PUNTO TERCERO
Hemos de vivir como si cada
momento
fuera el último de nuestra vida
Es preciso que procuremos
hallarnos a todas horas como quisiéramos estar a la hora de la Muerte.
«bienaventurados los muertos que mueren en el señor» (ap., 14, 15). dice a este
propósito San Ambrosio que los que bien mueren son, aquellos que a morir están
ya muertos al mundo, o sea desprendidos de los bienes que por fuerza entonces
dejarán. Por eso es necesario que desde ahora aceptemos el abandono de nuestra
hacienda, la separación de nuestros parientes y de todos los bienes terrenales.

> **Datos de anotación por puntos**
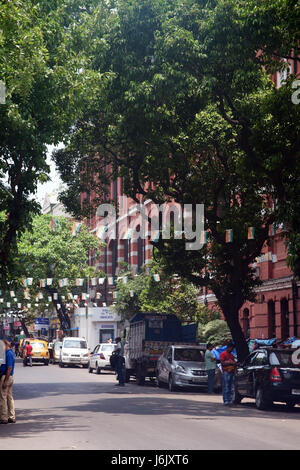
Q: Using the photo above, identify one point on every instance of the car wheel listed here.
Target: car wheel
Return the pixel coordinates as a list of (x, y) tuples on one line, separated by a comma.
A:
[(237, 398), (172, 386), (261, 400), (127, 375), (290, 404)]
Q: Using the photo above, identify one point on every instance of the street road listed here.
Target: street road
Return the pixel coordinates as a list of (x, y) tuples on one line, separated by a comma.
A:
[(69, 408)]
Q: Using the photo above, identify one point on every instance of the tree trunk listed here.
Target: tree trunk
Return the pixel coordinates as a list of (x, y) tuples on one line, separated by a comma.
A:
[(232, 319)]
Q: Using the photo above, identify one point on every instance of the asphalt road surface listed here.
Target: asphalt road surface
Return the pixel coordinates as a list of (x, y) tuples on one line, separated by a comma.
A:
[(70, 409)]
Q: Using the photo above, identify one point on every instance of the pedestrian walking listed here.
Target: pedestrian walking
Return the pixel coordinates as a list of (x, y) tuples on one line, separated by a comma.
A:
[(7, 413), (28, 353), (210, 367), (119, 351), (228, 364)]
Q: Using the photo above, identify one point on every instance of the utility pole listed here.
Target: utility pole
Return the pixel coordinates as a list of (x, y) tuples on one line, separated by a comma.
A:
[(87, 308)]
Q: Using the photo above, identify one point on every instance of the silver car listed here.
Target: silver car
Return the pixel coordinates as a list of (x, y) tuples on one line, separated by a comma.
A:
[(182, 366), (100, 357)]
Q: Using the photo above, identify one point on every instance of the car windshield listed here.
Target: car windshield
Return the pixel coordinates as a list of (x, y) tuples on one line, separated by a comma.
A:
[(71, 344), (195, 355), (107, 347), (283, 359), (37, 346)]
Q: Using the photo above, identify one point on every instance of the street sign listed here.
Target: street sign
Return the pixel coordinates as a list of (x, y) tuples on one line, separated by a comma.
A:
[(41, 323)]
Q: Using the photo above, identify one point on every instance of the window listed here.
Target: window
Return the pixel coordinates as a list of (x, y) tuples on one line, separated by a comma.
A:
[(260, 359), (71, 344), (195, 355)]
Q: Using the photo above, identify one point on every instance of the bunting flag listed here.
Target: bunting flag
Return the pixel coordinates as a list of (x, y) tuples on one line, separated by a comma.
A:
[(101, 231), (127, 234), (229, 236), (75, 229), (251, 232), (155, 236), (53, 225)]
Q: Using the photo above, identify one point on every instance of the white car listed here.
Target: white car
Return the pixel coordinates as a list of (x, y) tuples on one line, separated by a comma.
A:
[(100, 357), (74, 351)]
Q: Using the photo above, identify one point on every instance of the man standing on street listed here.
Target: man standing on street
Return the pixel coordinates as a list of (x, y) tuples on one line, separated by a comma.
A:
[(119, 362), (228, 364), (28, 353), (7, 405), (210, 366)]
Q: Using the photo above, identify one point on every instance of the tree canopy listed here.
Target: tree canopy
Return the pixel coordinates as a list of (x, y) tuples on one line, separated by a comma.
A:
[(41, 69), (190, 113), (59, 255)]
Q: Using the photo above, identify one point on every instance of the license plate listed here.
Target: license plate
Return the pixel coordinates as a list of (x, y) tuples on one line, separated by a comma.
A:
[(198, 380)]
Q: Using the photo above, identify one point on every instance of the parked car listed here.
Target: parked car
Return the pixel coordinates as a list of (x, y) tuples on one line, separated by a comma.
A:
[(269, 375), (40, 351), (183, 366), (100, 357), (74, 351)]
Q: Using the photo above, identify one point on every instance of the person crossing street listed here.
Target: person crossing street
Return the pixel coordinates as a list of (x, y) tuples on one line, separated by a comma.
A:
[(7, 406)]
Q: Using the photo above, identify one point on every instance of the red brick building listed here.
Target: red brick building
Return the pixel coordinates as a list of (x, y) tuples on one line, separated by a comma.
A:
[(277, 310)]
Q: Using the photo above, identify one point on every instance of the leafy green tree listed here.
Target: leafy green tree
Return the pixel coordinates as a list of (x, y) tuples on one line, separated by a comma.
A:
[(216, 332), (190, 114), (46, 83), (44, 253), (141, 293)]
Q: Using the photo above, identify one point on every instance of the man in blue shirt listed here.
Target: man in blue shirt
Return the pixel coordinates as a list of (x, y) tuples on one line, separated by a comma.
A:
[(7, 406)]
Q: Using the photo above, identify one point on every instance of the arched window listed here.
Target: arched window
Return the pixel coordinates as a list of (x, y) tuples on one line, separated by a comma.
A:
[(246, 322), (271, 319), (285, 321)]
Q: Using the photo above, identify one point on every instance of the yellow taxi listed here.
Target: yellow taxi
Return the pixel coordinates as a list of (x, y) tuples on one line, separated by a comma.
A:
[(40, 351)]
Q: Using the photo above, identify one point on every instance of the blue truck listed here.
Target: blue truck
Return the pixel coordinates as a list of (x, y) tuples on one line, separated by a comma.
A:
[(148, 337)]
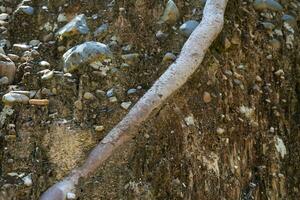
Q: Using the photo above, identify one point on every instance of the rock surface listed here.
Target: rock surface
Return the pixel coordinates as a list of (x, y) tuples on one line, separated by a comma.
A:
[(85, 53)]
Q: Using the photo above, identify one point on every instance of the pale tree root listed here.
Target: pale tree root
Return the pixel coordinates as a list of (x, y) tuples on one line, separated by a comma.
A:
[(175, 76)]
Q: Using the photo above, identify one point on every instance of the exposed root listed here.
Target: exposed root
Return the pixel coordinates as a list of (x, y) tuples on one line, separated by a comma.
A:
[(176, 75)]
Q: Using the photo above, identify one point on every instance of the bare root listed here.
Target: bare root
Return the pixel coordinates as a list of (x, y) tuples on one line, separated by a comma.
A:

> **PARTES DEL EJERCICIO**
1. Extrae completo el texto sobre vivir cada momento como si fuera el último, sin alterar nada.
2. Por favor, convierte una parte de las filas en una lista JSON de cadenas, una por línea y sin las líneas en blanco. Empieza en la línea que contiene "walking listed here." y termina después de la que contiene "[(100, 357), (74, 351)]".
El texto y las filas no guardan relación entre sí.

> **RESULTADOS POR TAREA**
1.
PUNTO TERCERO
Hemos de vivir como si cada
momento
fuera el último de nuestra vida
Es preciso que procuremos
hallarnos a todas horas como quisiéramos estar a la hora de la Muerte.
«bienaventurados los muertos que mueren en el señor» (ap., 14, 15). dice a este
propósito San Ambrosio que los que bien mueren son, aquellos que a morir están
ya muertos al mundo, o sea desprendidos de los bienes que por fuerza entonces
dejarán. Por eso es necesario que desde ahora aceptemos el abandono de nuestra
hacienda, la separación de nuestros parientes y de todos los bienes terrenales.

2.
[
  "Q: Using the photo above, identify one point on every instance of the pedestrian walking listed here.",
  "Target: pedestrian walking",
  "Return the pixel coordinates as a list of (x, y) tuples on one line, separated by a comma.",
  "A:",
  "[(7, 413), (28, 353), (210, 367), (119, 351), (228, 364)]",
  "Q: Using the photo above, identify one point on every instance of the utility pole listed here.",
  "Target: utility pole",
  "Return the pixel coordinates as a list of (x, y) tuples on one line, separated by a comma.",
  "A:",
  "[(87, 308)]",
  "Q: Using the photo above, identify one point on every instance of the silver car listed here.",
  "Target: silver car",
  "Return the pixel coordinates as a list of (x, y) tuples on one line, separated by a comma.",
  "A:",
  "[(182, 366), (100, 357)]",
  "Q: Using the photo above, identify one point on every instance of the car windshield listed here.",
  "Target: car windshield",
  "Return the pixel coordinates as a list of (x, y) tuples on one line, separated by a comma.",
  "A:",
  "[(71, 344), (195, 355), (107, 347), (283, 359), (37, 346)]",
  "Q: Using the photo above, identify one point on every instance of the street sign listed here.",
  "Target: street sign",
  "Return the pixel coordinates as a list of (x, y) tuples on one line, separated by a comma.",
  "A:",
  "[(41, 323)]",
  "Q: Using the photo above, identify one point on every instance of the window listed here.",
  "Target: window",
  "Return the pixel coordinates as a list of (x, y) tuples on one line, separated by a comma.",
  "A:",
  "[(260, 359), (71, 344), (195, 355)]",
  "Q: Using the photo above, identify one point on every instance of the bunting flag listed here.",
  "Target: bunting flag",
  "Return the pixel coordinates as a list of (x, y) tuples on one line, separated by a comma.",
  "A:",
  "[(101, 231), (127, 234), (229, 236), (75, 229), (251, 232), (155, 236), (53, 225)]",
  "Q: Using the photo above, identify one point on every instance of the white car listed here.",
  "Target: white car",
  "Return the pixel coordinates as a list of (x, y) tuples on one line, separated by a comma.",
  "A:",
  "[(100, 357), (74, 351)]"
]